---------- Passage to read ----------

Turkey’s nationalist (re)turn: driven by foreign policy failures?

Turkish soldiers mark the military takeover of a city in the predominantly Kurdish south-east, where they have been fighting a PKK insurgency for months. Source: The State of Turkey Uncensored.
*Source: The State of Turkey Uncensored. ©

Turkey’s nationalist (re)turn: driven by foreign policy failures?

On April 5th, during the ongoing Turkish Army campaign in the Kurdish city of Nusaybin, the Nationalist Action Party (MHP) leader, Devlet Bahçeli, urged the government to “level Nusaybin to the ground and leave no one alive”. The speech was quickly refined and amplified by the pro-government media.

Bahçeli’s speech is just one in a growing number of incidents that are making analysts speak of the ‘nationalist turn’ under the ruling Justice and Development Party (AKP). Some have gone even further: Turkish columnist Mustafa Aykol has directly spoken of a new brand of ‘neo-nationalism’ under AKP rule.

Fifteen years ago, the AKP presented itself as a new political force, able to drive Turkey from a fledgling democracy under the protection of the military, to a 21st century democracy, modern and mature. Turkey, under the AKP, was initially praised throughout the world for its ability to balance Islam, democracy and economic liberalisation. In 2009 the US President Barak Obama spoke of Turkey’s importance for the entire world, stressing that it represented a blend of old traditions with a modern nation state respecting democracy and the rule of law, and striving toward a modern economy.

This was the beginning of the so-called “Turkish model”. This model was not fated to last however.

Yet when mass protests swept through the Middle East in 2011, from the squares of Cairo to the streets of Tunis, Turkey was still seen by its Western allies and by a large part of the so-called ‘Arab street’ as a model for the entire region.

Today, Western societies look at Turkey gingerly, wondering whether its increasingly fragile democratic institutions will last, or whether the country is destined for authoritarianism. The first defendant in this route change is Recep Tayyip Erdoğan, President of the Republic, former Prime Minister and former head of the AKP. Of late, Erdoğan has successfully centralised his power as he pursues his personal goal of an unchecked presidential system.

---------- Recorded information ----------

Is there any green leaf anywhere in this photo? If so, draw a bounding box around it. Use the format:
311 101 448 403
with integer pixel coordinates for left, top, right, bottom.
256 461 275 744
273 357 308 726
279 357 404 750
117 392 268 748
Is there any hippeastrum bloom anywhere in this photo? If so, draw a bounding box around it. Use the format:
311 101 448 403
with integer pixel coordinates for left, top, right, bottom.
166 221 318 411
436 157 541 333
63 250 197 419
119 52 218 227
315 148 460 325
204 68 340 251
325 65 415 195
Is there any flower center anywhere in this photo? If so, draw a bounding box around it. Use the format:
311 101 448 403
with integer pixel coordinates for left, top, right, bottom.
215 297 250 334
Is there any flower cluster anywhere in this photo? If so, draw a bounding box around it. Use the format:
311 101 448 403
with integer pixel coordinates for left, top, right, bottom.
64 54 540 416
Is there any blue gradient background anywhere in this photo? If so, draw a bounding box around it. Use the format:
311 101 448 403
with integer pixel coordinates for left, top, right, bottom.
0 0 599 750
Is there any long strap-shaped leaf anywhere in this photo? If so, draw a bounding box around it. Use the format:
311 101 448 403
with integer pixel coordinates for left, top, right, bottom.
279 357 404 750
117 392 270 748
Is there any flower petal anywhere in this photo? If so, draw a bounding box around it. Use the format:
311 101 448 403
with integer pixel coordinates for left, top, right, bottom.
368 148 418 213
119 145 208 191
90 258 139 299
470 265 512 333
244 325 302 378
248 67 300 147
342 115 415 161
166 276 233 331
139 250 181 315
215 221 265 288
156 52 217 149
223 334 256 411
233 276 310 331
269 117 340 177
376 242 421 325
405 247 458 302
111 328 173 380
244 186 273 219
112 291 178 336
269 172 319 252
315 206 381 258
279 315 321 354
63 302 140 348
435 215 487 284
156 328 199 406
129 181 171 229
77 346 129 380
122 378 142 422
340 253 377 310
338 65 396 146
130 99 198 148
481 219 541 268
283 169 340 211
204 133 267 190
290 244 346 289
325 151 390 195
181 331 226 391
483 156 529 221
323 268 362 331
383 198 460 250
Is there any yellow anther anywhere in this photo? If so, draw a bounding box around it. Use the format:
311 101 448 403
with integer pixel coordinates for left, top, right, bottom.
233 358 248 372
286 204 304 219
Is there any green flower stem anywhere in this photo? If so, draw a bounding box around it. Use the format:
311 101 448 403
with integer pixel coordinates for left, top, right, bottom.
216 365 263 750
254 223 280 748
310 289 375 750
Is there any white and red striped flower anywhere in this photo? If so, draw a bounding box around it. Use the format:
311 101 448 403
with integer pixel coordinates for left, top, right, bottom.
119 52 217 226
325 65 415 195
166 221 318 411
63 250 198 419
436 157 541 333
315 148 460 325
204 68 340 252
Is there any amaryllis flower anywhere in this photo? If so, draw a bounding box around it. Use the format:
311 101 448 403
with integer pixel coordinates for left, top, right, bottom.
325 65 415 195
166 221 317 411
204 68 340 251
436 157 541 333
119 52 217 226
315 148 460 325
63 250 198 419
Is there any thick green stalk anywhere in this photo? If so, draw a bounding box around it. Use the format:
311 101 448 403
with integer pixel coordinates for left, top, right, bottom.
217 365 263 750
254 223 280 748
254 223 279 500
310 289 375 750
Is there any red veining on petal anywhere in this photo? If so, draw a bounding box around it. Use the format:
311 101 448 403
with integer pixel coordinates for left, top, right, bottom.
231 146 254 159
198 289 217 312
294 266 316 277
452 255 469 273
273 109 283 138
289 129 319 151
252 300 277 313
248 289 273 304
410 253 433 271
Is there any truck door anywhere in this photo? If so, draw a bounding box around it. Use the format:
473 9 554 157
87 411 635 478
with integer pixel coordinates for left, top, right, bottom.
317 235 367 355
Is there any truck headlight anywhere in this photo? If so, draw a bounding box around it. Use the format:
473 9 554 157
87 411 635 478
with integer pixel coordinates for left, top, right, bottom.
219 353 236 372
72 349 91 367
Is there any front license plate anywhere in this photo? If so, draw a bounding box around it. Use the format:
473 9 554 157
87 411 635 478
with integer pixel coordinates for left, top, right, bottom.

----------

**Tasks to perform**
A - Please answer these questions from the article on Turkey's nationalist turn:
(i) In which city was the Turkish Army campaign under way when Devlet Bahçeli gave his speech?
(ii) In what year did the US President speak of Turkey's importance for the entire world?
(iii) Who does the article call the first defendant in the route change?
B - Write the next few sentences of the article on Turkey's nationalist turn, following on from its last sentence.
The lines above have nothing to do with the article on Turkey's nationalist turn.

**Answers to the exercises**
A -
(i) Nusaybin
(ii) 2009
(iii) Recep Tayyip Erdoğan

B -
The nationalist within

This authoritarian turn should be framed in terms of a nationalist shift away from the allegedly “neo-Ottoman” formula which characterised the AKP’s initial rise to power. Prior to the 2011 Arab uprising, Turkey acted as a regional mediator, pursuing rapprochement as summarised by the lost motto “zero problems with neighbours”.

The early successes of the Arab Spring made Turkey believe that it could capitalize upon the revolts, and emerge triumphant as a hegemonic power. However, Turkish involvement triggered broader regional instability and, in many cases, the old nationalist forces came back to power, re-establishing the status quo, but in a new and ever more unstable regional environment. Turkey saw its dreams of a hegemonic role in the Middle East disintegrate.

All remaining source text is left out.